▶ **WHAT YOU HAVE TO DO**: Rewrite all of the records below as one numbered list with each line as its own item, dropping any blank lines and leaving the pictures out.

====== DATASET EXCERPTS

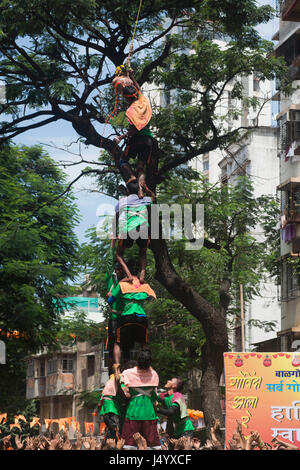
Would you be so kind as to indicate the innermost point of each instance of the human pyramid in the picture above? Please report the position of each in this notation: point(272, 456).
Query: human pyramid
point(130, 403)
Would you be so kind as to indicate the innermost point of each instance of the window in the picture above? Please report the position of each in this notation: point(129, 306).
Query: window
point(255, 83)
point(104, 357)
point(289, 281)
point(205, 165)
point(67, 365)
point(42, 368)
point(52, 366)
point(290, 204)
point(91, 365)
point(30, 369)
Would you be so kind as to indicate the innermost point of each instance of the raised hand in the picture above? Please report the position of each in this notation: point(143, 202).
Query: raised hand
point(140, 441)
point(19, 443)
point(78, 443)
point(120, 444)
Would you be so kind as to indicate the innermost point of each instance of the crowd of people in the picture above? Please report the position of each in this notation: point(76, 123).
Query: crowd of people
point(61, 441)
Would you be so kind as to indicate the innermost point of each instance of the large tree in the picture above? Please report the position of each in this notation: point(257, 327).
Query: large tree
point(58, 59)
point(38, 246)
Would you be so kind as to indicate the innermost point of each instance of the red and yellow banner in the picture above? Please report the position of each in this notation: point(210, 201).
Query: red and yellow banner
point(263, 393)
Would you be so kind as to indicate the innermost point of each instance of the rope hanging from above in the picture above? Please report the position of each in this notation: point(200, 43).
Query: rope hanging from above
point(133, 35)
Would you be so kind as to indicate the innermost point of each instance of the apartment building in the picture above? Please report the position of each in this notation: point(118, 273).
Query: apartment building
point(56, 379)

============

▶ **SOLUTION FOR THIS EXERCISE**:
1. Would you be so kind as to indicate the innermost point of each instance of the human pyramid in the picture above? Please report the position of each in this notation: point(272, 456).
2. Query: human pyramid
3. point(130, 403)
4. Would you be so kind as to indicate the innermost point of each instance of the window in the picture above? Please report the position of each in this notation: point(129, 306).
5. Query: window
6. point(255, 83)
7. point(104, 357)
8. point(289, 281)
9. point(205, 165)
10. point(67, 365)
11. point(42, 368)
12. point(52, 366)
13. point(290, 204)
14. point(91, 365)
15. point(30, 369)
16. Would you be so kind as to indicate the innermost point of each instance of the raised hand in the picture above? Please report the position of each in this notation: point(143, 202).
17. Query: raised hand
18. point(140, 441)
19. point(19, 443)
20. point(78, 443)
21. point(120, 444)
22. Would you be so kind as to indicate the innermost point of each instance of the crowd of people in the picture above? Please report the position of each in this notation: point(76, 123).
23. Query: crowd of people
24. point(61, 441)
25. Would you be so kind as to indicate the innermost point of each instance of the large tree in the picture above? Please report the position of each in this notation: point(257, 327).
26. Query: large tree
27. point(58, 59)
28. point(38, 246)
29. Would you be so kind as to indicate the innermost point of each instance of the red and yellow banner in the picture above? Please report the position of each in this notation: point(210, 201).
30. Query: red and yellow banner
31. point(263, 393)
32. Would you be so kind as to indicate the innermost point of each instance of the rope hanging from above in the picture above? Please report the position of each in this notation: point(200, 43).
33. Query: rope hanging from above
34. point(133, 35)
35. Would you be so kind as to indicate the innermost point of each instance of the apartment building in the picture above? Please report the position of each in this notation: point(118, 273).
36. Query: apartment building
37. point(56, 379)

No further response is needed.